Natural language region descriptions

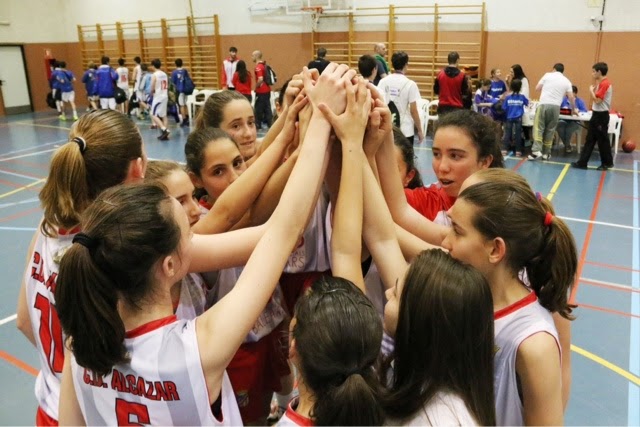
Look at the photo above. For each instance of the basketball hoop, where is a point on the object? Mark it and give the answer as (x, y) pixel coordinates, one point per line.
(314, 12)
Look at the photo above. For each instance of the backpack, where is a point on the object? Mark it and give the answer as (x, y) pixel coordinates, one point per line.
(50, 101)
(270, 77)
(187, 86)
(395, 114)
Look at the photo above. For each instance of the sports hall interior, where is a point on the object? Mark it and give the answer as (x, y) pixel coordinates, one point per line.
(602, 208)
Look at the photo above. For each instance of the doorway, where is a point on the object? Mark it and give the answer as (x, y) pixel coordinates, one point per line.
(13, 80)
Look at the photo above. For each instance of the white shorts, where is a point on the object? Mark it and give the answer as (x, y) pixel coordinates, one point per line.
(68, 96)
(159, 106)
(108, 103)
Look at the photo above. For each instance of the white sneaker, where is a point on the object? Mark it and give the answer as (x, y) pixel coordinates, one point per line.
(535, 155)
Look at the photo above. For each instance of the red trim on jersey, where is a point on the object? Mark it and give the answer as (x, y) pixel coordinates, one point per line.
(429, 201)
(44, 419)
(151, 326)
(298, 419)
(65, 232)
(205, 204)
(603, 87)
(529, 299)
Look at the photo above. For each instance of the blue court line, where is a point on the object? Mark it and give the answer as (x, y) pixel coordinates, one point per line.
(634, 339)
(18, 229)
(30, 148)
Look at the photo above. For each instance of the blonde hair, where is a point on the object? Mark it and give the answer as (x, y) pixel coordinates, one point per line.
(101, 146)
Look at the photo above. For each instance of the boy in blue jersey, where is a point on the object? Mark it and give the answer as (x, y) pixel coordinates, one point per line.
(566, 128)
(106, 79)
(177, 78)
(89, 80)
(513, 106)
(65, 80)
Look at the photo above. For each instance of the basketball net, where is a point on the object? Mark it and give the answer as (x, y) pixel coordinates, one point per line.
(314, 13)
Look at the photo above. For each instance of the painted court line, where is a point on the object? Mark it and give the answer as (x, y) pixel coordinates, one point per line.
(634, 331)
(22, 150)
(37, 153)
(18, 363)
(19, 175)
(587, 239)
(609, 285)
(17, 190)
(9, 319)
(608, 224)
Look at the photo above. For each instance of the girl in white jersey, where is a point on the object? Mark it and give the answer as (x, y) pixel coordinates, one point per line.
(190, 296)
(104, 149)
(501, 228)
(336, 332)
(117, 277)
(433, 300)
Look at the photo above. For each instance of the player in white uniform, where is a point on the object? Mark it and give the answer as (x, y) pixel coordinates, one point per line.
(123, 83)
(111, 138)
(160, 94)
(501, 228)
(148, 251)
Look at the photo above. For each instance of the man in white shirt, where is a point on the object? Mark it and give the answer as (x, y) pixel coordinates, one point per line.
(404, 94)
(554, 86)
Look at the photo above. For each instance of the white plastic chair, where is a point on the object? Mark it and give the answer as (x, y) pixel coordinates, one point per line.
(615, 123)
(432, 106)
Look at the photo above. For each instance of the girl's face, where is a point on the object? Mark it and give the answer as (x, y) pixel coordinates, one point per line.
(392, 308)
(222, 165)
(239, 122)
(455, 158)
(463, 241)
(185, 249)
(405, 174)
(181, 188)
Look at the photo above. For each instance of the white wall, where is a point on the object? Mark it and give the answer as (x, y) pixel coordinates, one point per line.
(56, 20)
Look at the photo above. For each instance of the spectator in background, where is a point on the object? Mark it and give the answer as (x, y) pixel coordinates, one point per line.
(177, 78)
(228, 68)
(382, 67)
(450, 84)
(263, 93)
(242, 80)
(320, 63)
(106, 78)
(89, 80)
(566, 128)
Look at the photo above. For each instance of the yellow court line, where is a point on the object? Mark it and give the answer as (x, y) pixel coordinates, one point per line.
(41, 126)
(17, 190)
(615, 368)
(556, 185)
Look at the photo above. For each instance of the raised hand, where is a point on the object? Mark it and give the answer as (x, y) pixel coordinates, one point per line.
(350, 125)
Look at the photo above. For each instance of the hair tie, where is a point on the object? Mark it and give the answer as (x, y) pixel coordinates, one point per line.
(81, 143)
(85, 241)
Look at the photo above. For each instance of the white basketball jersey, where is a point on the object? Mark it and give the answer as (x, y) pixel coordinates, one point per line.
(311, 252)
(272, 315)
(123, 77)
(162, 85)
(163, 384)
(193, 297)
(40, 278)
(513, 325)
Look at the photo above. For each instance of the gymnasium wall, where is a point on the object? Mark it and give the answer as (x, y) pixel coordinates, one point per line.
(533, 34)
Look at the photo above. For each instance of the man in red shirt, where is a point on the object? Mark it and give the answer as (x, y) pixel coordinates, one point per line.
(450, 84)
(263, 93)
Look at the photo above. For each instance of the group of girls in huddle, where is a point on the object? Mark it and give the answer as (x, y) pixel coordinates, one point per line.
(137, 320)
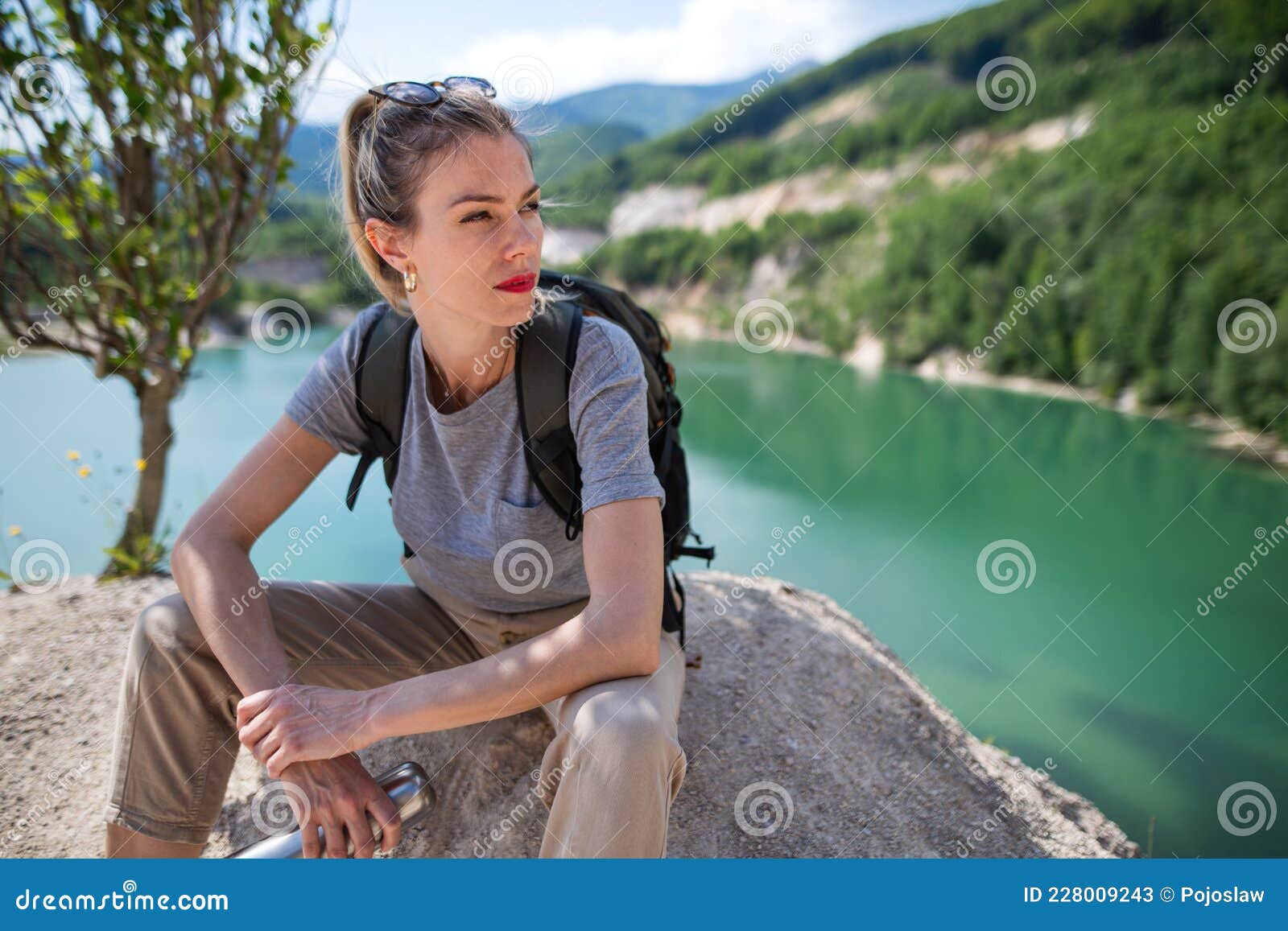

● **Work instructions**
Please give a word-for-word transcript of the lines from the one holding "the white basketball" through the final line of the entries, both ends kept, with no pictures.

● **Finished exercise**
Look at the photo above. For each instance of the white basketball jersey, where is a point on the object? Mark it and give the answer as (x, y) pixel coordinates, one point per line.
(311, 252)
(272, 315)
(123, 77)
(162, 85)
(163, 384)
(193, 297)
(40, 278)
(513, 325)
Look at the photo above. For each instance of the gymnasium wall, where is a point on the object? Mark it and give the answer as (x, y) pixel coordinates, one point per line.
(533, 34)
Look at the photo above. For each instance of the man in red shirt, where is a point on the object? Mark it and give the answer as (x, y) pixel coordinates, one point per line.
(450, 84)
(263, 93)
Look at the photo above. For each instance of the group of girls in huddle, where is a point on the object? Mark it and give the answer as (x, y) pixel coordinates, one point per line.
(137, 320)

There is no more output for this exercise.